**What to do**
Copy every line of the material below word for word, without changing anything.

Stored data
━━━━━━━━━━━━━━━━━━━━

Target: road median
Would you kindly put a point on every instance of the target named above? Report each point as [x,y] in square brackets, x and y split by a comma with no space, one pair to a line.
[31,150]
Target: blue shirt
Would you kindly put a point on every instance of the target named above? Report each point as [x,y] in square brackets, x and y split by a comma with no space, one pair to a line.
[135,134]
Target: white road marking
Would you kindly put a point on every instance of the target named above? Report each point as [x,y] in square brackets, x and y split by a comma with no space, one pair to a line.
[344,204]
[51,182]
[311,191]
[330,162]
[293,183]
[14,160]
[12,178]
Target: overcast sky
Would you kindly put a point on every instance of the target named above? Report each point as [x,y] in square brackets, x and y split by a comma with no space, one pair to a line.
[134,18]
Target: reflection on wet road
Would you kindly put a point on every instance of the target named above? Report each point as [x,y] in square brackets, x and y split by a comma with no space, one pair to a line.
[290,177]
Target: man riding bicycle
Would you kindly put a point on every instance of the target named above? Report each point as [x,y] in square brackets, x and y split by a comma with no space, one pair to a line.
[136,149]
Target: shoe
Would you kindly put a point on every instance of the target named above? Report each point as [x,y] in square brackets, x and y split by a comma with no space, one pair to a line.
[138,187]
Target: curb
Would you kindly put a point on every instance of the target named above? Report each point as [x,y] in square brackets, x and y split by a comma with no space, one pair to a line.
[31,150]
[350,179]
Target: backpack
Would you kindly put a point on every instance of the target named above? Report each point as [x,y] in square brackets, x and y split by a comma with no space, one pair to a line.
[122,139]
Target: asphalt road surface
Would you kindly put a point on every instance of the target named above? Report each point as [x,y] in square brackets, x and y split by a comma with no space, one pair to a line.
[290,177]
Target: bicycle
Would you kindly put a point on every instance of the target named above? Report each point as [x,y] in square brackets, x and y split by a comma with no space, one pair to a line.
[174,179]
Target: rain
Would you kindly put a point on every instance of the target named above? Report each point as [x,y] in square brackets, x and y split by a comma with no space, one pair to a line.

━━━━━━━━━━━━━━━━━━━━

**Reply to the task**
Target: road median
Would you kindly put a point on every instance of the target named above? Report each point as [x,y] in square brackets, x and y split by a comma with no space, one pair to a line.
[31,150]
Target: blue shirt
Would you kindly put a point on every instance of the target named above? Report each point as [x,y] in square brackets, x and y split by a comma with no space, one pair to a line.
[135,134]
Target: white road marking
Would you kindly put a point on every instance of the target named above? Report each point as [x,y] in square brackets, x and y split by a comma with no space, one pair to a line.
[344,204]
[51,182]
[311,191]
[330,162]
[293,183]
[14,160]
[12,178]
Target: overcast sky
Would you kindly put a point on every instance of the target named above? Report each point as [x,y] in square brackets, x and y split by a comma with no space, one pair to a line.
[134,18]
Target: reflection on wet road
Would you kindly put a point on every instance of the target named above? Report each point as [x,y] in square brackets, x and y split by a comma with no space, one pair to a line.
[290,177]
Target: man riding bicycle
Would you kindly put a point on every instance of the target named above? Report each point as [x,y] in square brackets, x and y split by a comma with no space, one pair to a line.
[136,149]
Target: shoe
Would you kindly put a point on every instance of the target named above? Report each point as [x,y] in square brackets, x and y split by a comma with no space, one pair to a line.
[138,187]
Target: curb
Would you kindly put a point on every instance of the target named above? Report each point as [x,y] in square brackets, x and y split by a comma with no space, one pair to a line.
[31,150]
[350,179]
Target: backpack
Would you kindly put a point on every instance of the target named above? Report each point as [x,y] in square brackets, x and y split by a comma with no space, one pair to a line.
[122,139]
Target: asphalt road surface
Would you kindly put a point on every instance of the target named above? Report each point as [x,y] in square brackets, x and y split by a comma with no space, one pair to a line.
[290,177]
Target: bicycle
Would you kindly put a point on every instance of the target named above? Report each point as [x,y] in square brackets, x and y split by a comma with no space, one pair to a line.
[174,179]
Target: rain
Would you kindly put a point on every instance of the target named above? Report each point as [x,y] in square brackets, x and y split by a comma with no space, one pair to a line.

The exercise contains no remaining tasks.